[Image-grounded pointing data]
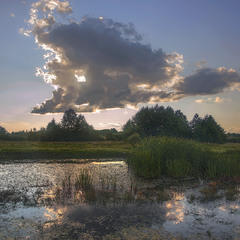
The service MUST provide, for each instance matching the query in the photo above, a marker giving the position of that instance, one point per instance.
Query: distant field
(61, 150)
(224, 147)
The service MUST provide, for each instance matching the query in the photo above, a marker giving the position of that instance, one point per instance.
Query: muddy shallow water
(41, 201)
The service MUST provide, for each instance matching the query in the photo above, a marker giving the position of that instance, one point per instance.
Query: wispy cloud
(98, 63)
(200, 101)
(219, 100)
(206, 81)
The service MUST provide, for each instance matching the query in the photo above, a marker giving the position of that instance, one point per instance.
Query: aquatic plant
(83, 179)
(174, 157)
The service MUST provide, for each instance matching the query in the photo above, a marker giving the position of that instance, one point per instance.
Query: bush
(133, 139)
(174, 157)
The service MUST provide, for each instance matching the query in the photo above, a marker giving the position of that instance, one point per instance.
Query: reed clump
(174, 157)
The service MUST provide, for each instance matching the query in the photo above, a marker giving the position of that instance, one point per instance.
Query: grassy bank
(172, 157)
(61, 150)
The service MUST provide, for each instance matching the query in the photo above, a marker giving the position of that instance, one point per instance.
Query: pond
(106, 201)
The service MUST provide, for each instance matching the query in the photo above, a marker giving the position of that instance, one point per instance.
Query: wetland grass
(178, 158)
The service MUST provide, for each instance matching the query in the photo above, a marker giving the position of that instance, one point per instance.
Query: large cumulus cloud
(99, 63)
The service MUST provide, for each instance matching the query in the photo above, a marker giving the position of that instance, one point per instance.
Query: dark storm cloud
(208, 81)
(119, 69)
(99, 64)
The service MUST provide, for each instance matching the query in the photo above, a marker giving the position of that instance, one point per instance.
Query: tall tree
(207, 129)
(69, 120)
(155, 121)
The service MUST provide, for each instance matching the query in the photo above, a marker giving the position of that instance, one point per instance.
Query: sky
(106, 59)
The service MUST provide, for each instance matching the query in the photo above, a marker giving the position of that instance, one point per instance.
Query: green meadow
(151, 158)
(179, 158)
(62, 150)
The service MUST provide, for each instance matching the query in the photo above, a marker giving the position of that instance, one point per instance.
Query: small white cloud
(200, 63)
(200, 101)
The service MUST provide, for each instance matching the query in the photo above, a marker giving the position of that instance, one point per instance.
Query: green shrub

**Directions**
All of the data gets printed again exactly; the pictures do not.

**Exercise answer**
The service MUST provide, for each instance matching the query in the photo above, a marker giving the position of that instance, one point per instance.
Query: distant field
(61, 150)
(224, 147)
The service MUST provide, for each instance matching the query in the photo above, a marker giving the position of that instance, one point per instance.
Query: muddy shallow water
(41, 201)
The service MUST provide, for each instance matching the query in the photo above, a marker giving the position of that instance, one point per instance.
Query: wispy cloud
(98, 63)
(200, 101)
(219, 100)
(206, 81)
The service MUST provide, for each instance matching the query in the photo above, a marker giving the position of that instance, one point per instance.
Query: aquatic plant
(83, 179)
(174, 157)
The service MUST provide, for each instance matching the query in the photo above, a marker giving the position of that instance, one point per instance.
Query: bush
(133, 139)
(174, 157)
The service MUST provide, for each instance matching the query in the photo above, a marker giving the position of that instance, one point per instance.
Query: reed clump
(174, 157)
The service MUST provide, for each instance matching the query in the photo above, a marker giving the position of that instance, one point per instance.
Query: grassy bank
(172, 157)
(61, 150)
The service MUST provide, for each instance matching the query in the photo above, a marker giving the position of that instance, one point per instance.
Query: pond
(106, 201)
The service MUST provide, for each instance matching the query in the photo above, a marker giving the position of that instance, one point per instance.
Query: wetland grass
(178, 158)
The service MUST provide, for each instance matching the query in the photo above, a marker giving the position of that instance, one point per instance.
Query: large cumulus cloud
(99, 63)
The service MUST provide, for each instance matching the query in the photo above, a marker giving the position of that instance, one point per instance.
Query: dark storm cloud
(208, 81)
(119, 69)
(99, 64)
The service MUST provide, for each instance matching the query in the photo above, a marker giving the position of that instance, one point per instance.
Query: tall tree
(207, 129)
(69, 120)
(155, 121)
The service MUST provide, for each instance matching the query in the photo above, a marker giving the position of that instance, one point per instance.
Query: sky
(106, 59)
The service MUST provide, for each instance matching the query in the photo above, a marker giving the position of that instance, one point per instance.
Query: green meadow
(151, 158)
(179, 158)
(62, 150)
The service MUST provide, for each instance matching the query in the photo above, a marker giving the position of that instance, one point per instance.
Query: small white cloud
(200, 63)
(200, 101)
The service MUST provide, for each instance matching the query in the photo above, a marker giving the position of that instance, one point per instance.
Query: green shrub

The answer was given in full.